* Begin Input rows *
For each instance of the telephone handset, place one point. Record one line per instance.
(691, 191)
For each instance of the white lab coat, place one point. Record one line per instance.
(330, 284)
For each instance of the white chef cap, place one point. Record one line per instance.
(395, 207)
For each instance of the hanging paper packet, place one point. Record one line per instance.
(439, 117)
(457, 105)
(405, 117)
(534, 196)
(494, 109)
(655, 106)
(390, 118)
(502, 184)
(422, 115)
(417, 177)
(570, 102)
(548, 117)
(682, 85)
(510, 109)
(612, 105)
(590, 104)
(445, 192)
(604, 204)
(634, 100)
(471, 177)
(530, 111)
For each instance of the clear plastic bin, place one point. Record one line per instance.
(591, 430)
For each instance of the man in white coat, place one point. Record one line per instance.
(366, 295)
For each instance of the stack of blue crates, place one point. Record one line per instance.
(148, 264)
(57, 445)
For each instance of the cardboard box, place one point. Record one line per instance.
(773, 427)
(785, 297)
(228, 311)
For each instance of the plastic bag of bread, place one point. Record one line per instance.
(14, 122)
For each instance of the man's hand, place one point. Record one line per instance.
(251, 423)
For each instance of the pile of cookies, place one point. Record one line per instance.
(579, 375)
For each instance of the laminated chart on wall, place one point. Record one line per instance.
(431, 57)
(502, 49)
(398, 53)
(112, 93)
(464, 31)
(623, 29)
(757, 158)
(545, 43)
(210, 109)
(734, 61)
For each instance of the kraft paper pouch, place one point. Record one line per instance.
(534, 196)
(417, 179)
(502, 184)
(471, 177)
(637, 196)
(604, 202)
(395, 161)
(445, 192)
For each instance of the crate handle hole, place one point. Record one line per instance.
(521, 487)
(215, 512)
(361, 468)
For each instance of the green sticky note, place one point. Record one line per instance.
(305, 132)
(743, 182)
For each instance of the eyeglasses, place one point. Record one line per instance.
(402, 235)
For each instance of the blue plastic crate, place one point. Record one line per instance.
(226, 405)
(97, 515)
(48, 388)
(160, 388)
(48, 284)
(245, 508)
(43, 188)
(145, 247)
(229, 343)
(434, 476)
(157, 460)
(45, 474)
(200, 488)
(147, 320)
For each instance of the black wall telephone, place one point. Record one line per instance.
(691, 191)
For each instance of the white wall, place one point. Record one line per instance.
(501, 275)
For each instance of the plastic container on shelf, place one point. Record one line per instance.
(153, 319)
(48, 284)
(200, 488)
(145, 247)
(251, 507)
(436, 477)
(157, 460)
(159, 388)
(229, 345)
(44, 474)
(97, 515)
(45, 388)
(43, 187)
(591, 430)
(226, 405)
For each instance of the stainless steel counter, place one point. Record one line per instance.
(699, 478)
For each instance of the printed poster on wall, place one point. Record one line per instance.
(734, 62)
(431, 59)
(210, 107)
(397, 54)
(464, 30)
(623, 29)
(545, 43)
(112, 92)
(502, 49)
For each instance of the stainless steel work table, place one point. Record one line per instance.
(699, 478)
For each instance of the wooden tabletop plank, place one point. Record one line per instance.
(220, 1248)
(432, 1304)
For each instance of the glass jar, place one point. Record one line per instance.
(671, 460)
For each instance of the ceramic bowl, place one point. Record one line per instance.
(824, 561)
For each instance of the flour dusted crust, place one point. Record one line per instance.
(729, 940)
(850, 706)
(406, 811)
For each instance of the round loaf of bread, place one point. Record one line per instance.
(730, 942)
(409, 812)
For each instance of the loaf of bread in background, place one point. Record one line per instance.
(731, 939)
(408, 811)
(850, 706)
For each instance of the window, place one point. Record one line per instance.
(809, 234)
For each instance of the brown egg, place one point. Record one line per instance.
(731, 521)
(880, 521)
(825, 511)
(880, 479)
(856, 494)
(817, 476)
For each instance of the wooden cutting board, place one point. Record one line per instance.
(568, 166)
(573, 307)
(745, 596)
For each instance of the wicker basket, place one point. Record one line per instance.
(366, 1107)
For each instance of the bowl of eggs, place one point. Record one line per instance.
* End Input rows *
Problem >> Rewrite every item above, substituting "mark one point" for each occurrence of "place one point" and leaving all other text unchanged.

Solution to the problem >>
For each instance of the telephone handset, mark one point. Record one line per instance.
(691, 191)
For each instance of the white lab coat, mark one point. Record one line per instance.
(330, 284)
For each instance of the white chef cap, mark one point. Record one line per instance.
(395, 207)
For each instance of the hanging paper packet, mark one point. Record one line per instance.
(439, 117)
(457, 105)
(405, 117)
(534, 196)
(494, 109)
(655, 106)
(390, 118)
(502, 184)
(422, 115)
(417, 177)
(570, 102)
(548, 117)
(682, 85)
(510, 109)
(612, 105)
(590, 104)
(445, 192)
(604, 204)
(634, 100)
(471, 177)
(530, 111)
For each instance of the clear plastic bin, mark one point. Record one line per instance.
(591, 430)
For each instance of the man in white coat, mark one point. Record one line per instance.
(366, 295)
For each instance of the stack of blue crates, mark one point. Record one line per instance.
(148, 264)
(57, 445)
For each instance of the cardboard box, mark one point. Record one line per instance.
(773, 427)
(785, 297)
(228, 311)
For each instance of the plastic bag of bread, mark one point. Record one line per instance.
(14, 122)
For each instance of the man's hand, mark one point. Record one line per instance.
(251, 423)
For each instance of the pile of cookies, mark one point. Record one line per instance.
(579, 375)
For each instance of the laminated chart on wall, mark one point. Record one line per instance.
(431, 57)
(502, 49)
(398, 53)
(112, 93)
(464, 31)
(623, 29)
(757, 158)
(545, 43)
(210, 109)
(734, 61)
For each instance of the kraft paper pouch, mark one point. Record one line per instance.
(534, 196)
(417, 179)
(502, 184)
(471, 177)
(637, 196)
(604, 202)
(395, 161)
(445, 192)
For each instance of the crate handle hole, mark one point. Record one line per instance.
(521, 487)
(215, 512)
(361, 468)
For each instance of the green sticky note, mark one point. Record one line per instance.
(305, 132)
(743, 182)
For each instance of the eyeglasses, mark one point. Record one line per instance.
(402, 235)
For each instance of the blue plastic crate, mark one point. Record one line per instance.
(226, 405)
(97, 515)
(48, 388)
(160, 388)
(48, 284)
(245, 508)
(43, 188)
(145, 247)
(229, 343)
(434, 476)
(157, 460)
(45, 474)
(200, 488)
(147, 320)
For each instance of the black wall telephone, mark one point. Record one line per instance.
(691, 191)
For each instance of the white wall, mark one point. Record one line per instance.
(501, 275)
For each instance of the plastic container on shelf, mark one point. Record one line per instance.
(153, 319)
(48, 284)
(200, 488)
(145, 247)
(251, 507)
(436, 477)
(157, 460)
(159, 388)
(229, 345)
(44, 474)
(97, 515)
(45, 388)
(43, 187)
(591, 430)
(226, 405)
For each instance of the stainless steel counter, mark one point. Record one line per instance.
(699, 478)
For each instance of the printed poster on wall, mark one point. Record one line per instance.
(734, 62)
(431, 59)
(210, 107)
(397, 54)
(464, 30)
(623, 29)
(545, 43)
(112, 92)
(502, 49)
For each instance of the stainless steel work table, mark one point. Record one line per instance.
(699, 478)
For each instance of the wooden tabletop plank, mark one point. Record one line per instance.
(220, 1248)
(432, 1304)
For each instance of the glass jar, mark one point. Record one line per instance.
(671, 460)
For each instance of the ceramic bowl, mark one point. Record one line per instance.
(824, 561)
For each instance of the flour dusted crust, mark one point. Record one line per instance.
(729, 940)
(850, 706)
(406, 811)
For each instance of the round loaf of bread, mark one point. Record one line per instance.
(730, 942)
(409, 812)
For each instance of the loaf of bread in background, mark one point. Record one line per instance.
(731, 939)
(408, 811)
(850, 706)
For each instance of the window, mark one point. Record one line per instance.
(809, 234)
For each instance of the brown egg, mark one point. Record one line per instance.
(731, 521)
(880, 521)
(825, 511)
(880, 479)
(856, 494)
(817, 476)
For each instance of the wooden cutting board, mark one point. Record one line per instance.
(568, 166)
(573, 307)
(745, 596)
For each instance of the wicker basket, mark one point. Record one line per instance.
(366, 1107)
For each instance of the bowl of eggs, mark one point. Record one line per instance.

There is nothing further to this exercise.